[Dataset excerpts on object pointing]
(begin)

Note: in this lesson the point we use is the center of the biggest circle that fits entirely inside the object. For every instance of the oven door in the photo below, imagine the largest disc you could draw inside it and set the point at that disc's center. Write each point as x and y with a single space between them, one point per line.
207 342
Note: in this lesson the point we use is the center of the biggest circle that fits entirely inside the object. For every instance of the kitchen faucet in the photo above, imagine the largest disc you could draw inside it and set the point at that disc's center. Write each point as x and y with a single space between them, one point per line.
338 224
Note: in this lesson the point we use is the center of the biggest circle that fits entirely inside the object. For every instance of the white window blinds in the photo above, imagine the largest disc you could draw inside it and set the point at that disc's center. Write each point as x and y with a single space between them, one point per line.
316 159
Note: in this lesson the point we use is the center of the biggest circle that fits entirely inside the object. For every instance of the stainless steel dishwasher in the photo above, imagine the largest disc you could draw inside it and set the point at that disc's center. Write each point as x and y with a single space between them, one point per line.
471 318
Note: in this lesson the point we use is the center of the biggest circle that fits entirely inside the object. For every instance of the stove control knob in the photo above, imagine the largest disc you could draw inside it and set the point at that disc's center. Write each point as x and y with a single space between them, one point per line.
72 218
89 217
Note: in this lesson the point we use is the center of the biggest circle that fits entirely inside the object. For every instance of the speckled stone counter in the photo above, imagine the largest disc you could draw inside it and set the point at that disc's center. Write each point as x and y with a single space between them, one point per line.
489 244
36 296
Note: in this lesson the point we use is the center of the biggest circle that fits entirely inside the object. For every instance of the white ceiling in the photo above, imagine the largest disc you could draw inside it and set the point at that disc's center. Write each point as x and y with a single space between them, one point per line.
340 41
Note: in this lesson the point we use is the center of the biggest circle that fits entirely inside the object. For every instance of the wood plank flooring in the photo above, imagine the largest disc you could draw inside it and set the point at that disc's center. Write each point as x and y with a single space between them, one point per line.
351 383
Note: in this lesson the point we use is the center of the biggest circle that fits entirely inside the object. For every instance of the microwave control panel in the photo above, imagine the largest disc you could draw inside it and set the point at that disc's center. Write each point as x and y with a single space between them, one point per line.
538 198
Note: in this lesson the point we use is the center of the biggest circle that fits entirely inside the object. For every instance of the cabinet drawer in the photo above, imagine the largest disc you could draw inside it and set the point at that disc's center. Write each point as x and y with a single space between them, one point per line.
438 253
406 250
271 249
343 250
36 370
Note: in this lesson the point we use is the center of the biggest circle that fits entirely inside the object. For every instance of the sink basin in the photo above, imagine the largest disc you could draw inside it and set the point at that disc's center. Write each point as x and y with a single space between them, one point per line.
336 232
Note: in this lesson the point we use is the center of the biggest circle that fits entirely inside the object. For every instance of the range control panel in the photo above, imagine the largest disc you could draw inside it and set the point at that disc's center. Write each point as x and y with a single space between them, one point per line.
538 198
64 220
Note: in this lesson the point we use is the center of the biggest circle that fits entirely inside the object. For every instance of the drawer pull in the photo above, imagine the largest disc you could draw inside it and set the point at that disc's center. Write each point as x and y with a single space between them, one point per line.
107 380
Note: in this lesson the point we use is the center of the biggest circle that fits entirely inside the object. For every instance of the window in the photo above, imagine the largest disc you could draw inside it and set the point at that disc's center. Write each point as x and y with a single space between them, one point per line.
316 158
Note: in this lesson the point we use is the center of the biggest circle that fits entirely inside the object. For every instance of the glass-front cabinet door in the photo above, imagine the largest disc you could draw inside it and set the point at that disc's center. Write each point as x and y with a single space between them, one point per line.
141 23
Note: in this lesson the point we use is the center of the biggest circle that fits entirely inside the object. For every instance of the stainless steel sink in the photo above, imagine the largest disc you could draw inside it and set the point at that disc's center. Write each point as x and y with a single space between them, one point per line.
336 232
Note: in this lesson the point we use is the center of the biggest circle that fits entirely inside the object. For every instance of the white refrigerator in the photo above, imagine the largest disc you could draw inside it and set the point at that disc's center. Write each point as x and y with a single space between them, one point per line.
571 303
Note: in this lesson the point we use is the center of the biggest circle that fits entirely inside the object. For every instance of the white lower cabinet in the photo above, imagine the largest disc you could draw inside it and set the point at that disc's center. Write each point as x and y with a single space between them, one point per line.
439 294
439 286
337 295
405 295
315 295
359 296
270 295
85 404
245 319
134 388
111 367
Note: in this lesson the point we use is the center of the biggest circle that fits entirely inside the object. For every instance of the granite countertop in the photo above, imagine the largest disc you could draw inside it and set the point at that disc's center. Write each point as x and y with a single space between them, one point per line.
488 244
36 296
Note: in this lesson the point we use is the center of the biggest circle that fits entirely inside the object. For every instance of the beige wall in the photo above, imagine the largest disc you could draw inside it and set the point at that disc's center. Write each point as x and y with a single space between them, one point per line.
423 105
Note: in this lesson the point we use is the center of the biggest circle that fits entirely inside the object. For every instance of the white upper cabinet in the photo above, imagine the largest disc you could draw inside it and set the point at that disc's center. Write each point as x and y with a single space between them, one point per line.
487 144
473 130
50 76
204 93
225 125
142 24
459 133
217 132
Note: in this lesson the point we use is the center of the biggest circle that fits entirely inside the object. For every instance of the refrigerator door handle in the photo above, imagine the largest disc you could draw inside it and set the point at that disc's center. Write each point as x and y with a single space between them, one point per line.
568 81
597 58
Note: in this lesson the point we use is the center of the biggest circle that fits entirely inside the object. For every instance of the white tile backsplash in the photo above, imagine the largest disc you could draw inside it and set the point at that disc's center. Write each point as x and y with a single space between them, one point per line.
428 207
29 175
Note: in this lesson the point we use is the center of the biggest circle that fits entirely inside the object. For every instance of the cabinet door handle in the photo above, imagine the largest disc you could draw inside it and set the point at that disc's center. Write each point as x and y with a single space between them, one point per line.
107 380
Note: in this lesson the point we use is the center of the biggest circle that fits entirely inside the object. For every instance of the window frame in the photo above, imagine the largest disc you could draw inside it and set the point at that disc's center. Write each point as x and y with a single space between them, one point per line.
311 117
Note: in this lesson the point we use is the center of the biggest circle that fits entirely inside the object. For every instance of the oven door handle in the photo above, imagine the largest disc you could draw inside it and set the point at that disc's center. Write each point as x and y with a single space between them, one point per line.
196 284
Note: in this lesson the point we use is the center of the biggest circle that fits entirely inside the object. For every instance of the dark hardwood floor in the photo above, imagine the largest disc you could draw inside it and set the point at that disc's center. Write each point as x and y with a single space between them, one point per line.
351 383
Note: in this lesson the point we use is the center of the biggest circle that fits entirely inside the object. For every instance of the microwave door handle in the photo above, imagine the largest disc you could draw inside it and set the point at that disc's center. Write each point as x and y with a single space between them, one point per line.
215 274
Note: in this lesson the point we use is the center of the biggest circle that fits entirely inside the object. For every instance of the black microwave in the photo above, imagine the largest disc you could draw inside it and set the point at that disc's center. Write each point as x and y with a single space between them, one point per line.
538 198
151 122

(end)

The request
Could you quote, exactly as they appear, the line containing "the microwave door" and every line after it to the end of the records above?

Response to this task
Note: in this lesson the point we use is the center of the biggest circle that fits entirely inside the object. For every instance of the microwave door handle in the photo above, imagine the largest disc you could draw inside it and set the point at that disc's center. Write each point as x and y with a single space between them, one point per line.
215 274
Note: in this lesson the point we use is the center of the biggest circle that fits entirely inside the object. For every instance of the black microwave in the photo above, imagine the largest disc you could draw inside it and set the point at that disc's center. Write each point as x and y with a single space between them, one point per line.
538 198
151 122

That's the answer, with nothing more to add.